How to complete this task:
Write what comes next in the passage below about Trumpeter Thomas Monaghan, starting after its final sentence.

Monaghan was born at Abergavenny, Monmouthshire. At 25 years of age, Monaghan was a trumpeter in the 2nd Dragoon Guards (Queen's Bays), British Army during the Indian Mutiny

No. 1158. Trumpeter Thomas Monaghan, Date of Acts of Bravery, October 8th, 1858
For saving the life of Lieutenant-Colonel Seymour, C.B., commanding the regiment, in an attack made on him on the 8th of October, 1858, by mutinous sepoys, in a dense jungle of sugar canes, from which an attempt was made to dislodge them. The mutineers were between 30 and 40 in number. They suddenly opened fire on Lieutenant-Colonel Seymour and his party at a few yards distance, and immediately afterwards rushed in upon them with drawn (native) swords. Pistolling a man, cutting at him, and emptying with deadly effect at arm's length every barrel of his revolver, Lieutenant-Colonel Seymour was cut down by two sword cuts, when the two men above recommended, rushed to his rescue, and the Trumpeter shooting a man with his pistol in the act of cutting at him, and both Trumpeter and Dragoon driving at the enemy with their swords, enabled him to arise, and assist in defending himself again, when the whole of the enemy were dispatched. The occurrence took place soon after the action fought near Sundeela, Oudh, on the date abovementioned.

Supplied data:
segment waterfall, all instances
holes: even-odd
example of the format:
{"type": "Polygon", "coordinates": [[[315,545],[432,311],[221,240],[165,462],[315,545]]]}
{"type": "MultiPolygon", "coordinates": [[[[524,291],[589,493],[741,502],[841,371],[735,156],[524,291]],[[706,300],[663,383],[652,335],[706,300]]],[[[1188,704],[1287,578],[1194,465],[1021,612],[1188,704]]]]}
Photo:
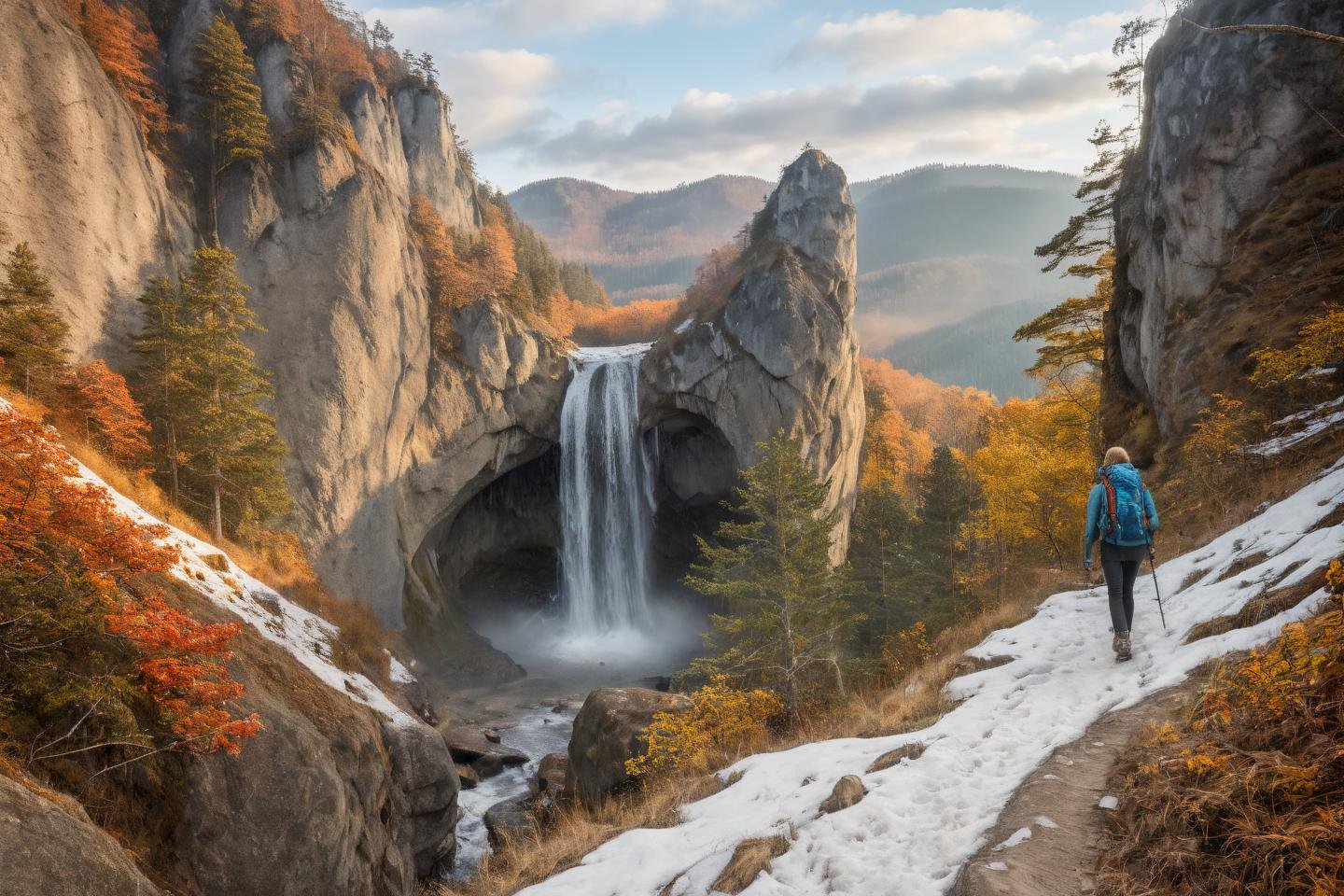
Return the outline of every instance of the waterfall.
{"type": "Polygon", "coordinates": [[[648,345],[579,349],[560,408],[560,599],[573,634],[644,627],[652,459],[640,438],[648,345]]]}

Result of the exercise:
Monaghan and the Dragoon (Charles Anderson) were both awarded the Victoria Cross for their bravery. Monaghan eventually achieved the rank of sergeant-trumpeter. His grave is at Woolwich cemetery, London and his Victoria Cross is displayed at the Queen's Dragoon Guards Regimental Museum at Cardiff Castle, Wales.